● LISTE DES ACTIVITÉS
1. Dans le texte sur la drospirénone, réécrivez sous forme de liste le paragraphe qui commence par « Le second objectif était d’évaluer la tolérance », en conservant ses principales données chiffrées.
2. Recopiez fidèlement le passage du texte sur la drospirénone situé entre « Aucun accident grave » et « dans d’autres études. », ces deux segments compris.
3. Rédigez la suite du texte sur la drospirénone, à partir de sa dernière phrase.

● TEXTE ÉTUDIÉ
"""
Le premier objectif était de déterminer l’efficacité : l’indice de Pearl global était de 0,51 (IC à 95% : 0,1053-1,4722), après ajustement sur la sexualité ou l’âge des femmes, cet indice restait quasi similaire respectivement 0,5423 pour une sexualité « active »et 0,7052 pour les femmes de moins de 35 ans.

Le second objectif était d’évaluer la tolérance, en particulier le profil des saignements. Des saignements prévisibles durant les 4 jours de placebo survenaient chez 47% des patientes durant le cycle 1, 37% cycle 6 et 24% cycle 13. Les saignements imprévus en dehors de ces 4 jours : 49% cycle 1, 28% cycle 6 et 23% cycle13. La durée des saignements passait de 3 jours durant le  cycle 1,  à 1,3j cycle 6 et 1j cycle 13.

Aucun accident grave notamment MVTE ou cardiovasculaire n est survenue alors même que 14,5% avait au moins un facteur de risque.

Parmi les effets secondaires décrits potentiellement en rapport avec la drospirénone (21%) : acné, métrorragies, céphalées…occasionnant l’arrêt prématuré de l’étude chez 12,3% des femmes. 4,2% arrêtait en raison de saignements en comparaison de 22,5% pour  la CP à base de désogestrel et de 18% pour celle à base de lévonorgestrel dans d’autres études.

Il n’apparaissait pas de prise de poids avec même perte de 1kg en moyenne chez les femmes les plus fortes à l’entrée (IMC 30kg/m2). La pression artérielle diminuait modestement chez celles qui avaient une systolique > 130 et / ou une diastolique > 85 à l’entrée dans l’étude.

Les limites de l’étude sont nombreuses en raison de la méthodologie n’offrant pas de comparatif et du mode déclaratif choisi. D’autres études sont bien sur nécessaires avant de valider cette molécule comme une option contraceptive efficace et mieux tolérée que les précédentes CP.
"""
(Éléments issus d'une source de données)
"""
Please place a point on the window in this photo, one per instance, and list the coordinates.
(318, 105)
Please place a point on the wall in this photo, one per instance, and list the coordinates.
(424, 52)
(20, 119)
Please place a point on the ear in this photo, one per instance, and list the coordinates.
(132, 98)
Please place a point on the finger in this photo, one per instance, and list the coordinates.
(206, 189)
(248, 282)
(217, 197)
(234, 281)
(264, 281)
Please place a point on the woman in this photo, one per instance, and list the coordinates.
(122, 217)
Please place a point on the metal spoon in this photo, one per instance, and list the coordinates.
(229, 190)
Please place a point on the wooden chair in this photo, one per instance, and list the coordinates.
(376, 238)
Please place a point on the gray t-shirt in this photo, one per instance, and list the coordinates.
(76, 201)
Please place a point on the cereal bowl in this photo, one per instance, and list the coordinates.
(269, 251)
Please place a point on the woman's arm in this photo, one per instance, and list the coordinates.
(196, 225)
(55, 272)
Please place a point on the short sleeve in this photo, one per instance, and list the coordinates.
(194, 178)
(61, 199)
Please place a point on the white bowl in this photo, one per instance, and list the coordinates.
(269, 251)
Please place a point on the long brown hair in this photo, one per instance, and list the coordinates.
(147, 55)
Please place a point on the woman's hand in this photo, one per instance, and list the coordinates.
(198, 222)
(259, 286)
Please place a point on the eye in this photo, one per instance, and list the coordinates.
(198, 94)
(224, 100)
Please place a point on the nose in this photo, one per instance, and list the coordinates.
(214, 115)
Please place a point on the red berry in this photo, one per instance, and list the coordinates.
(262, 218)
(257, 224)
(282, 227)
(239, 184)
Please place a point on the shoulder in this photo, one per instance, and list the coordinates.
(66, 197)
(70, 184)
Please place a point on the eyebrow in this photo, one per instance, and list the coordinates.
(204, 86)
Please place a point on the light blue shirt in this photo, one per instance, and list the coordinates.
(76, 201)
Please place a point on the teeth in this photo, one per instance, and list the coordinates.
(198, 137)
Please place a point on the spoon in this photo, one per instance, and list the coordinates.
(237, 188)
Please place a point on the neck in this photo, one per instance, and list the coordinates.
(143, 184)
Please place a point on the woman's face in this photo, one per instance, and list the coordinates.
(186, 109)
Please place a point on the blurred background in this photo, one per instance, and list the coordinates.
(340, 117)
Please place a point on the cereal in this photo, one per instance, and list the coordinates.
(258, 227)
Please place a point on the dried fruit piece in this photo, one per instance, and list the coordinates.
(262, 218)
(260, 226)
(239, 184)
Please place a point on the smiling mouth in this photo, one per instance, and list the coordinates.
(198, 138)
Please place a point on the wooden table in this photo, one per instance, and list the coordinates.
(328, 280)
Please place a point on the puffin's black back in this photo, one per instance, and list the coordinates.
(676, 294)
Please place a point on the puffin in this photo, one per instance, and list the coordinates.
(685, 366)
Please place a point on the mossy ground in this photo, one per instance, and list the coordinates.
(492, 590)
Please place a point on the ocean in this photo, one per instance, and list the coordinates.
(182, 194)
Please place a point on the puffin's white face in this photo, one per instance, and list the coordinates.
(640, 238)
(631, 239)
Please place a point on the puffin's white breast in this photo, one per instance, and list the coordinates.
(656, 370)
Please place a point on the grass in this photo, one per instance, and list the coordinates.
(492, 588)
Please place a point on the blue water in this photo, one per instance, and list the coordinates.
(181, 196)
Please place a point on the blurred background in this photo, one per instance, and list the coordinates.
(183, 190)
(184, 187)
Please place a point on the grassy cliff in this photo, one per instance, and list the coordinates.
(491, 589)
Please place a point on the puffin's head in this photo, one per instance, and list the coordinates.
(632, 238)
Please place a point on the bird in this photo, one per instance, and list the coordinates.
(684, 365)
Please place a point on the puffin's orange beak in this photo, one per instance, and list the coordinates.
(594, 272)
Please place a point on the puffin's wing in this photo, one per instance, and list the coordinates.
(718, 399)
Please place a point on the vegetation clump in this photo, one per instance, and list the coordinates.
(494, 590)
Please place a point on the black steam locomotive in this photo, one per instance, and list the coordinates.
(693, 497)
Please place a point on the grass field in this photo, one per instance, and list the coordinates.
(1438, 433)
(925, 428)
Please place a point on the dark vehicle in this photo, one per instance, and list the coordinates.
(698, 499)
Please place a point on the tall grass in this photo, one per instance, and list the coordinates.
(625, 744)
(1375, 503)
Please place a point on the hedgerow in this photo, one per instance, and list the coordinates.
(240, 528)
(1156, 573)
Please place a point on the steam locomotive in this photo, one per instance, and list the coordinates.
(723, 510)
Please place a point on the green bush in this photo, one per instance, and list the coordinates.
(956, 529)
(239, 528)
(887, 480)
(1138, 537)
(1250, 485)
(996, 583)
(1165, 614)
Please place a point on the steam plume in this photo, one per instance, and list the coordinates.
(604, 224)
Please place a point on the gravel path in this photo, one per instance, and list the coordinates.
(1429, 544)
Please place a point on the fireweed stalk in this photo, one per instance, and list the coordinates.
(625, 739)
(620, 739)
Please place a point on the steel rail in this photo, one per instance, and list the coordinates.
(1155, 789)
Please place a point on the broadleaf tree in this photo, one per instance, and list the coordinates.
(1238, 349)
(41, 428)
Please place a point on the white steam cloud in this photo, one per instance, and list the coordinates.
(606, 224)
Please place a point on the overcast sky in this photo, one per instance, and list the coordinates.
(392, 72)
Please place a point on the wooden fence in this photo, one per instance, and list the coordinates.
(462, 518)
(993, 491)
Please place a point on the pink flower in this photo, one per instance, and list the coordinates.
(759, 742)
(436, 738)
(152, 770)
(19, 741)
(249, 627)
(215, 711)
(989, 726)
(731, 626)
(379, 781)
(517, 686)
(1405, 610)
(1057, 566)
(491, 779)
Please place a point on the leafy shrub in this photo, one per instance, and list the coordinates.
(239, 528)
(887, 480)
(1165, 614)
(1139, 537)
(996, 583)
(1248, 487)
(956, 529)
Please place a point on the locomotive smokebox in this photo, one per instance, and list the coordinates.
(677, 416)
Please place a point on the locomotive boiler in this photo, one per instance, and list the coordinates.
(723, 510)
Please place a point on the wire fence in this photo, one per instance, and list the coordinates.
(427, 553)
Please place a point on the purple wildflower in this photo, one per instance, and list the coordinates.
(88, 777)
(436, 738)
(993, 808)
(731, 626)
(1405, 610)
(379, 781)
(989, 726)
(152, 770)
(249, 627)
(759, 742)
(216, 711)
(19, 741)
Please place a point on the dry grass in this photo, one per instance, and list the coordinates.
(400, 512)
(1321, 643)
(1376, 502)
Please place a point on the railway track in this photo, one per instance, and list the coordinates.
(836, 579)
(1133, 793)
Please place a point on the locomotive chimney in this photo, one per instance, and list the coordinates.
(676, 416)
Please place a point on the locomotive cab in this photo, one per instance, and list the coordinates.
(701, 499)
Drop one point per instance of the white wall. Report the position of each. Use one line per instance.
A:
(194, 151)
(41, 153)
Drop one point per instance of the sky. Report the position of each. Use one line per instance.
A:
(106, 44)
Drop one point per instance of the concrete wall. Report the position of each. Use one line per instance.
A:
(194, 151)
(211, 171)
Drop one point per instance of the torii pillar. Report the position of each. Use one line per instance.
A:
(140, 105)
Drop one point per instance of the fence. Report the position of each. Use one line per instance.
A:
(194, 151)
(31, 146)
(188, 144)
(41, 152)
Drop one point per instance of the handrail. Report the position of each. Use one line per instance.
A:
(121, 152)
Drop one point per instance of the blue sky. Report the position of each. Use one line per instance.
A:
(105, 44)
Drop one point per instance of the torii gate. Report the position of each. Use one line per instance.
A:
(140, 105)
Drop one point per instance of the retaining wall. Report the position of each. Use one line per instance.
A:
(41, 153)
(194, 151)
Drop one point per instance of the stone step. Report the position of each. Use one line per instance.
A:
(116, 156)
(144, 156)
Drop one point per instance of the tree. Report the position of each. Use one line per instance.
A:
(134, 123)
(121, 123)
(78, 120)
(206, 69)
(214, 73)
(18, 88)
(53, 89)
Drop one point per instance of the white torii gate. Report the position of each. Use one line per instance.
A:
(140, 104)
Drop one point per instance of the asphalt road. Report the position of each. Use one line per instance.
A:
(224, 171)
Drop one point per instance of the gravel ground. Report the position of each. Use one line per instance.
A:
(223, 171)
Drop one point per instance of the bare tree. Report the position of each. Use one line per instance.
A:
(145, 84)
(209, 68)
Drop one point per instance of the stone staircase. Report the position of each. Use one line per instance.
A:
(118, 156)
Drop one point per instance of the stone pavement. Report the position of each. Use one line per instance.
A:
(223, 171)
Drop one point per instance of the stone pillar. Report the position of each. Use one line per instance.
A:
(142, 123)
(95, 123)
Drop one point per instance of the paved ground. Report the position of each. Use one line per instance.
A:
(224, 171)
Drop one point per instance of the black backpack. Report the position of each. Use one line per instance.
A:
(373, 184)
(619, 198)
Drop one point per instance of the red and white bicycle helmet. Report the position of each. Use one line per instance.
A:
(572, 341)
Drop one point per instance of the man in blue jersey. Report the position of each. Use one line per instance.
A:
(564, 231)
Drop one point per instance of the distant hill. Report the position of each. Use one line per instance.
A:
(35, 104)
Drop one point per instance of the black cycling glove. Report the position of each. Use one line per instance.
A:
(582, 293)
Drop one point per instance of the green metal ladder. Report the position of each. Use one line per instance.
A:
"""
● CORRIGÉ
1.
- Second objectif : évaluer la tolérance, en particulier le profil des saignements.
- Saignements prévisibles pendant les 4 jours de placebo : 47 % des patientes au cycle 1, 37 % au cycle 6, 24 % au cycle 13.
- Saignements imprévus en dehors de ces 4 jours : 49 % au cycle 1, 28 % au cycle 6, 23 % au cycle 13.
- Durée des saignements : 3 jours au cycle 1, 1,3 jour au cycle 6, 1 jour au cycle 13.

2.
Aucun accident grave notamment MVTE ou cardiovasculaire n est survenue alors même que 14,5% avait au moins un facteur de risque.

Parmi les effets secondaires décrits potentiellement en rapport avec la drospirénone (21%) : acné, métrorragies, céphalées…occasionnant l’arrêt prématuré de l’étude chez 12,3% des femmes. 4,2% arrêtait en raison de saignements en comparaison de 22,5% pour  la CP à base de désogestrel et de 18% pour celle à base de lévonorgestrel dans d’autres études.

3.
Inhibition de l’ovulation persistante malgré des « oublis » de 24 heures

La seconde étude permet de rassurer concernant les oublis potentiels dans la prise des comprimés. L’inhibition de l’ovulation lors de la prise des CP est de de l’ordre de 60 à 70% variable selon les femmes. Leur efficacité contraceptive est de ce fait plus liée aux effets périphériques du progestatif notamment sur la glaire. Cette action est brève, aussi un oubli de plus de 3 heures dans la prise du comprimé en compromet  l’efficacité. La CP contenant du désogestrel offre plus de flexibilité dans la prise (12 heures de décalage) du fait du maintient de l’inhibition de l’ovulation.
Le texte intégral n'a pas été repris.